SET PROBLEM | Rewrite the rows in the stretch from the line containing "If you could mark the woman holding" through the line containing "<point>932,373</point>", changing "woman holding flag" to "person holding flag" and keeping every other character as it stands. Output only those rows.

DATASET ROWS |

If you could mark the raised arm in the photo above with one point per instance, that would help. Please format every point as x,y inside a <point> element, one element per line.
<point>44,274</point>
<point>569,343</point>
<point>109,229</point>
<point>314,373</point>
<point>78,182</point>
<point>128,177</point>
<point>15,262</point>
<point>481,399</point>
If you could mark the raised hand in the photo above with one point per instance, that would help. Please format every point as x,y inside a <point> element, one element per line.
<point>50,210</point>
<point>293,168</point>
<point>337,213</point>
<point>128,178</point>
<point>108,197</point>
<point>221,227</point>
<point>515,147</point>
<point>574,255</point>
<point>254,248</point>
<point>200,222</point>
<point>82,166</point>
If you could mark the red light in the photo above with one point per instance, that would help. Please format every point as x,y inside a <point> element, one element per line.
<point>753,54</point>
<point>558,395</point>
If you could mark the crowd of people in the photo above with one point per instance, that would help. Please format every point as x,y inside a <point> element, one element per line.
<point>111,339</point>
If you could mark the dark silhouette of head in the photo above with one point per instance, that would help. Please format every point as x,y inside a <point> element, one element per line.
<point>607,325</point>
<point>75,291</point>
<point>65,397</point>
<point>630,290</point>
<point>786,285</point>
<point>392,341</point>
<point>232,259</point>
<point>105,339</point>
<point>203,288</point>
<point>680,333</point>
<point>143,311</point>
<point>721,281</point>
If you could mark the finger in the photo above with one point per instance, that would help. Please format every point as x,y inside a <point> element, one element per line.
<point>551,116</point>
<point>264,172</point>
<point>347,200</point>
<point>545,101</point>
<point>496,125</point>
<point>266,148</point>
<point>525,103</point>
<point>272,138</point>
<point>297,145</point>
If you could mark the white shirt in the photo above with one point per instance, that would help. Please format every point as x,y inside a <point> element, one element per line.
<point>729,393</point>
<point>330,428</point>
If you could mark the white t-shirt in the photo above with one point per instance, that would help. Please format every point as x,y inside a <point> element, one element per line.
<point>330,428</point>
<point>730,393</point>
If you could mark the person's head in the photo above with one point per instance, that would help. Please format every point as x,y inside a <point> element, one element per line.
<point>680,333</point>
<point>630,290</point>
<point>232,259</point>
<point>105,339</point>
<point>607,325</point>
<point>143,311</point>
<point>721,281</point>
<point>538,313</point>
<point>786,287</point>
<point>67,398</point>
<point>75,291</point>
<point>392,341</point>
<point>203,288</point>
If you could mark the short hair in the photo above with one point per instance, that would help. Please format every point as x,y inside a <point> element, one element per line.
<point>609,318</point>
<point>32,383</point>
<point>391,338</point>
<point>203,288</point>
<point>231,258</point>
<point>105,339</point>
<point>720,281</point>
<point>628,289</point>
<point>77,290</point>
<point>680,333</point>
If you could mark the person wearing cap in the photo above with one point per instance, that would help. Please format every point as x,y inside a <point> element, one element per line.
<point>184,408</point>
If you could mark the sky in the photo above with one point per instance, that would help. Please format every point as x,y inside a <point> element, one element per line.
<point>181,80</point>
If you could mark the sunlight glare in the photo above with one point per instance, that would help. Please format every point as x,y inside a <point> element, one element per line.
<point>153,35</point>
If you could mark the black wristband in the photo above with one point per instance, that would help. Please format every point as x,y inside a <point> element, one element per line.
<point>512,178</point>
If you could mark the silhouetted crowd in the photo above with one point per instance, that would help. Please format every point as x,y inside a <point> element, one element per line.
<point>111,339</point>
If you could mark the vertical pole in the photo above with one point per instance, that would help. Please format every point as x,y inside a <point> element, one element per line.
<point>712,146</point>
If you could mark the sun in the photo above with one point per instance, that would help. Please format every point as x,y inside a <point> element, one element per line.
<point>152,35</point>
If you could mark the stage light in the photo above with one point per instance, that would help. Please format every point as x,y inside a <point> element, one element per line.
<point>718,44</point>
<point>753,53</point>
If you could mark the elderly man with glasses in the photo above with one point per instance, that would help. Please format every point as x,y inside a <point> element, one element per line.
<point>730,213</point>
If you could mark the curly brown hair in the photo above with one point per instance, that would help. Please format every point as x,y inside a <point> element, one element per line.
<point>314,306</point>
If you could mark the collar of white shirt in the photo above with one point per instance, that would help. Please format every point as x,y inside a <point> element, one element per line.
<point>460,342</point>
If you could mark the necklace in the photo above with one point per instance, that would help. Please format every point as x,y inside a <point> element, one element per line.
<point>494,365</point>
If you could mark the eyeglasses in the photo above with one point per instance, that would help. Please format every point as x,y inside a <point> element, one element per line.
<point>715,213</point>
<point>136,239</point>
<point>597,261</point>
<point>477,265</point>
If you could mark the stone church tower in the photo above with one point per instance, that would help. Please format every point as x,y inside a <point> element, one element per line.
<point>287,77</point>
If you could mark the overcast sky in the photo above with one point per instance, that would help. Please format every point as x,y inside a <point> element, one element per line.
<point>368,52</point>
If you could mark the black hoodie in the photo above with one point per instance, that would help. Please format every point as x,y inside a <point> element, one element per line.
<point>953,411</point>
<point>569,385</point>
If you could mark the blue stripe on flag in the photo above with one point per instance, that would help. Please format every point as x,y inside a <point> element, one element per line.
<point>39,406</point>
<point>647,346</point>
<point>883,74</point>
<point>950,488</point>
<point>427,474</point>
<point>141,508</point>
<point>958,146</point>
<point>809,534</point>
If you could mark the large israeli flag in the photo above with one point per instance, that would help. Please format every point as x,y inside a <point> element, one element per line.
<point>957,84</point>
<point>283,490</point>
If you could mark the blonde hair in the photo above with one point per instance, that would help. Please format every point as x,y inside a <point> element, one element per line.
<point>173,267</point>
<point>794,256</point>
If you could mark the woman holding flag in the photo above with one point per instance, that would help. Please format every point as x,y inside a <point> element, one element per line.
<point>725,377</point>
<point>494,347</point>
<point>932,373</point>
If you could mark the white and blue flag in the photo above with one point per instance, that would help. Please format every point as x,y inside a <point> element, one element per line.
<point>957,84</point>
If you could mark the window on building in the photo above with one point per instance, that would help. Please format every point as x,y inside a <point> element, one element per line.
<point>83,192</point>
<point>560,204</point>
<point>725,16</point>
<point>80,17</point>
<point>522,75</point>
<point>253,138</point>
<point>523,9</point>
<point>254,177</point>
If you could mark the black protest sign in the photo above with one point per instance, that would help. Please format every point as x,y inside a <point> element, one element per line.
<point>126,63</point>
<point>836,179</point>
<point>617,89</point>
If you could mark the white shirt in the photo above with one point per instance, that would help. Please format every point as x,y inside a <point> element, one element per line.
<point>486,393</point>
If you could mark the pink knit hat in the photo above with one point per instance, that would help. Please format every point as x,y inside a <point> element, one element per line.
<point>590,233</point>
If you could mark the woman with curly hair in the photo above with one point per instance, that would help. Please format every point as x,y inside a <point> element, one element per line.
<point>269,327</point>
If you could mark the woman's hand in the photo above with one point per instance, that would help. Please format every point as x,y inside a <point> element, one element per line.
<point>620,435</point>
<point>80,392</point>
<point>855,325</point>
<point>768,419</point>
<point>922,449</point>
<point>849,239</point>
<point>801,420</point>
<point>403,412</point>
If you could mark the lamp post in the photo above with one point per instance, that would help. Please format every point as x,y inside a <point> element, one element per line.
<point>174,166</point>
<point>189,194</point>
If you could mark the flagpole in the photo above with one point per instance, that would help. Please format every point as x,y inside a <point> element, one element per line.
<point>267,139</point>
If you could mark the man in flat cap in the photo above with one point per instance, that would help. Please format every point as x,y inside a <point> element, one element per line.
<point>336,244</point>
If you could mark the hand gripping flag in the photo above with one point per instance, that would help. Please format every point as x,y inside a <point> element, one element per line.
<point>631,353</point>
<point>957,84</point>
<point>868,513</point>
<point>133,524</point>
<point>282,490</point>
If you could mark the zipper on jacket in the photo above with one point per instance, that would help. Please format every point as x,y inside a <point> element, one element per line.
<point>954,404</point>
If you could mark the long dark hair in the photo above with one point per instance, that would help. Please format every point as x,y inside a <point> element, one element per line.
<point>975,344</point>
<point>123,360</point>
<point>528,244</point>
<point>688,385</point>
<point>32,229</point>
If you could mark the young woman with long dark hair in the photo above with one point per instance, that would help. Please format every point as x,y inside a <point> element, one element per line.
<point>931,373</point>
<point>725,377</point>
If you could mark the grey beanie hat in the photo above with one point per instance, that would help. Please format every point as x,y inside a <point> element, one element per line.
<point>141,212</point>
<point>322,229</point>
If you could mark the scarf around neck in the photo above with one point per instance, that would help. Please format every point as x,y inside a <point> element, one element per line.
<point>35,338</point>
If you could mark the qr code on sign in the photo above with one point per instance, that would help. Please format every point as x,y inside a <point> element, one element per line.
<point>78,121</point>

FULL SOLUTION |
If you could mark the person holding flag in the photo above with one point per instance, that would help. Please format every point as x,y inside a <point> element, one element per line.
<point>725,377</point>
<point>494,347</point>
<point>932,373</point>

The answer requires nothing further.